### Problems
**A.** From the article on Jeffrey Sinclair's demotion, list every offense Sinclair pleaded guilty to when he ended his court-martial.
**B.** Pick up the article on Jeffrey Sinclair's demotion right after its final sentence and keep writing it.

### Source document
☆ ☆ ☆

Jeffrey Sinclair Busted From Brigadier General to Lieutenant Colonel [UPDATED]
The Army is sending a strong message on sexual assault. It picked the wrong poster boy.
Jeffrey Sinclair has been reduced two ranks, from brigadier general to lieutenant colonel, after an embarrassing sex scandal.
WRAL (“Army busts Sinclair down two ranks after sex misconduct case“):
Brig. Gen. Jeffrey Sinclair, who was cleared of sexually assaulting a junior officer, was demoted to lieutenant colonel before he was allowed to retire, the Army said Friday.
Secretary of the Army John McHugh said Sinclair retired at the rank of lieutenant colonel. Officials said it was the first time the Army has reduced a retiring general officer by two ranks in a decade.
“While retirement benefits are mandated by federal law, there is a requirement that an individual must have served satisfactorily in rank before receiving those benefits,” McHugh said in a statement. “Sinclair displayed a pattern of inappropriate, and at times illegal, behavior both while serving as a brigadier general and a colonel. I therefore decided there was sufficient evidence and cause to deny him those benefits.”
Sinclair, 51, had been accused of twice forcing a captain under his command to perform oral sex, but the Army’s case against him fell apart over questions about her credibility and whether military officials improperly pursued the court-martial to send a message about cracking down on sexual misconduct in the ranks.
He ended his court-martial in March by pleading guilty to mistreating the captain during a three-year affair and having improper relationships with two other women. He also pleaded guilty to adultery, which is a crime in the military, as well as misuse of the government credit card and other conduct unbecoming an officer.
The military judge in the case reprimanded Sinclair and ordered him to forfeit $20,000 in pay.
McHugh said that that he was prevented by federal law from taking further action and did what was “legally sustainable.”
We’ve had two four-star generals in recent memory cashiered for far more egregious conduct yet punished less severely. Stanley McChrystal was allowed to retire as a four-star despite gross contempt toward to the commander-in-chief. Kip Ward was reduced one rank, to lieutenant general, after conviction for gross corruption. Yet Sinclair, who had the most serious charges against him dismissed, is being busted all the way down to lieutenant colonel?

☆ ☆ ☆

### Record list
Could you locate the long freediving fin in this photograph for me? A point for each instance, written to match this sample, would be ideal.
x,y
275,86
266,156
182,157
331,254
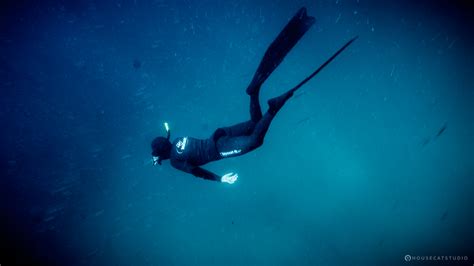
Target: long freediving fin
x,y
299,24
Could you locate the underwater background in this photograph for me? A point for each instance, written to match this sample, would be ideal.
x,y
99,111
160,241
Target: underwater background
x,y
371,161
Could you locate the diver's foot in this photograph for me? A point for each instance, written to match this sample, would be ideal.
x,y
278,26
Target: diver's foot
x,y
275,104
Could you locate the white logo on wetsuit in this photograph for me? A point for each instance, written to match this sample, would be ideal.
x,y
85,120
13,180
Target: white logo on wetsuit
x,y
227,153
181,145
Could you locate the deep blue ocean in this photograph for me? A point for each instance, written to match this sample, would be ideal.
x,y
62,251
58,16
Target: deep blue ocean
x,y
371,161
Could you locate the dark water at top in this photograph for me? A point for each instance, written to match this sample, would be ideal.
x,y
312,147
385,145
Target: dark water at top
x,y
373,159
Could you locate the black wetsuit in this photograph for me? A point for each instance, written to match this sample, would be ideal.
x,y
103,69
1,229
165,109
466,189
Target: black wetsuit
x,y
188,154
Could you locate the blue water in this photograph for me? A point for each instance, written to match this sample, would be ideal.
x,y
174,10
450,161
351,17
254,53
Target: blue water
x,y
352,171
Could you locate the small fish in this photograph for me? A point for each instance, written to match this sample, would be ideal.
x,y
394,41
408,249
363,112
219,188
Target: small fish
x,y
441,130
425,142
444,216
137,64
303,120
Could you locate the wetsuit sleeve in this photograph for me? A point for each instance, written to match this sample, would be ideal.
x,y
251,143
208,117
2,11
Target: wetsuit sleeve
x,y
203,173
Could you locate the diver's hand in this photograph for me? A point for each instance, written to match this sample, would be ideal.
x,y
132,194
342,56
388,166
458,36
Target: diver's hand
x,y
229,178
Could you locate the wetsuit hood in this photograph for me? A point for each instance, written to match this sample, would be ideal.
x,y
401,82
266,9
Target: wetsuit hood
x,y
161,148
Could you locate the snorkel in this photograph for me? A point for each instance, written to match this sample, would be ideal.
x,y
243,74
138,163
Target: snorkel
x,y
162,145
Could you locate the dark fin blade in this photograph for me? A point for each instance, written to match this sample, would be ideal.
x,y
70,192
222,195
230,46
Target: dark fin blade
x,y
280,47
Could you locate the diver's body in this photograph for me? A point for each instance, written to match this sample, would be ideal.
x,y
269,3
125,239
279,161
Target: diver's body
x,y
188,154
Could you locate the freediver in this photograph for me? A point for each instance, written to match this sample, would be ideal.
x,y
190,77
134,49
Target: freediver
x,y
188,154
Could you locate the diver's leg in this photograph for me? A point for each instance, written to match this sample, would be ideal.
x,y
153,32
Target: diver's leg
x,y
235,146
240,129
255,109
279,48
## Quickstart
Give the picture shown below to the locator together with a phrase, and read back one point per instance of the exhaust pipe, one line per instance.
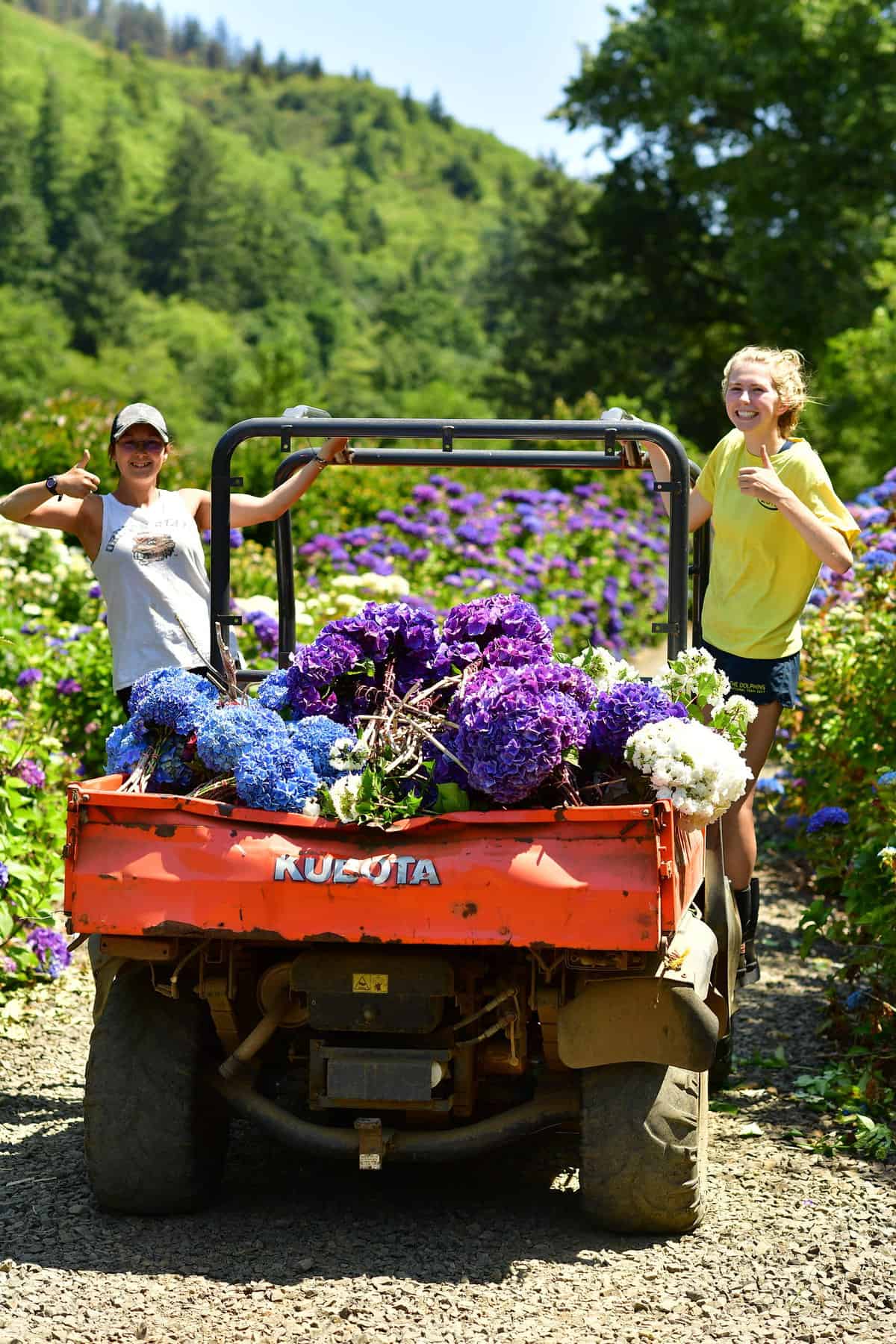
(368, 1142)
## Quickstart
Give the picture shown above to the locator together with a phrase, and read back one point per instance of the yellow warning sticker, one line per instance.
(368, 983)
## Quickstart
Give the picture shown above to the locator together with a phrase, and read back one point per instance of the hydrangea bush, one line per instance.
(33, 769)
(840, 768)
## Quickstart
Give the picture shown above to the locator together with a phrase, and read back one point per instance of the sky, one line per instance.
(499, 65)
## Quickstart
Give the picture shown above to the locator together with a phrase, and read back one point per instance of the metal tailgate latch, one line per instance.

☆ ☆ ☆

### Answers to each task
**A.**
- Mistreating the captain during a three-year affair
- Having improper relationships with two other women
- Adultery
- Misuse of the government credit card
- Other conduct unbecoming an officer

**B.**
In essence, McHugh is declaring that, the Army’s failure to convict be damned, Sinclair was a sexual predator at a time when the Defense Department is, rightly, cracking down on what is perceived as a lax attitude toward sexual assault. That Sinclair was a rising star and was engaged in a highly questionable, adulterous relationship with an officer much junior to him certainly makes him an excellent candidate for “sending a message” that the Army is not going to tolerate this sort of behavior. But the fact remains: Sinclair was not convicted.
Here’s the NYT from March:
The senior Army officer prosecuted in the military’s most closely watched sexual assault case, Brig. Gen. Jeffrey A. Sinclair, has agreed to plead guilty to sharply reduced charges, including that he disobeyed a commander’s order, misused his government charge card and mistreated his former mistress, a captain.
In exchange for those pleas, prosecutors will dismiss far more serious charges against General Sinclair, including that he twice forced the captain into oral sex and threatened to kill her and her family.
The deal caps the surprisingly rapid and, for the military, embarrassing collapse of what once seemed a powerful case — an unraveling that began after Army prosecutors concluded that their chief witness, the captain, who had been the general’s lover for three years, may have lied under oath at a pretrial hearing in January.
The deal could still set up a showdown. Defense lawyers said military prosecutors might call the captain — as well as her parents, who are from Nebraska — as witnesses at a sentencing hearing this week in an effort to persuade the judge to impose tougher punishment on General Sinclair.
But that would allow the general’s defense team, led by a former federal prosecutor, to cross-examine the 34-year-old woman, a military intelligence officer, with what they assert are numerous instances of contradictions or deceptions discovered during a year of trial preparation. The woman already testified earlier this month about what she said were threats from General Sinclair and forced oral sex, but she was not cross-examined because the court-martial was postponed.
Though his former lover’s problematic testimony shook the prosecution team, and led the chief military prosecutor to quit the case after his bosses rejected his advice to drop charges that relied solely on her testimony, Army officials say they do not question her account of the general’s forcing her to perform oral sex.
But the prosecution suffered another major setback last week when the military judge, Col. James L. Pohl, ruled that the senior Army commander overseeing the case may have been wrongly influenced by political considerations when he rejected the general’s earlier offer to resolve the charges by pleading guilty to lesser counts.
The judge’s ruling suggested that he thought military officials, under political pressure, may have stuck with the toughest charges against General Sinclair despite qualms in an effort to show new resolve against sexual misconduct.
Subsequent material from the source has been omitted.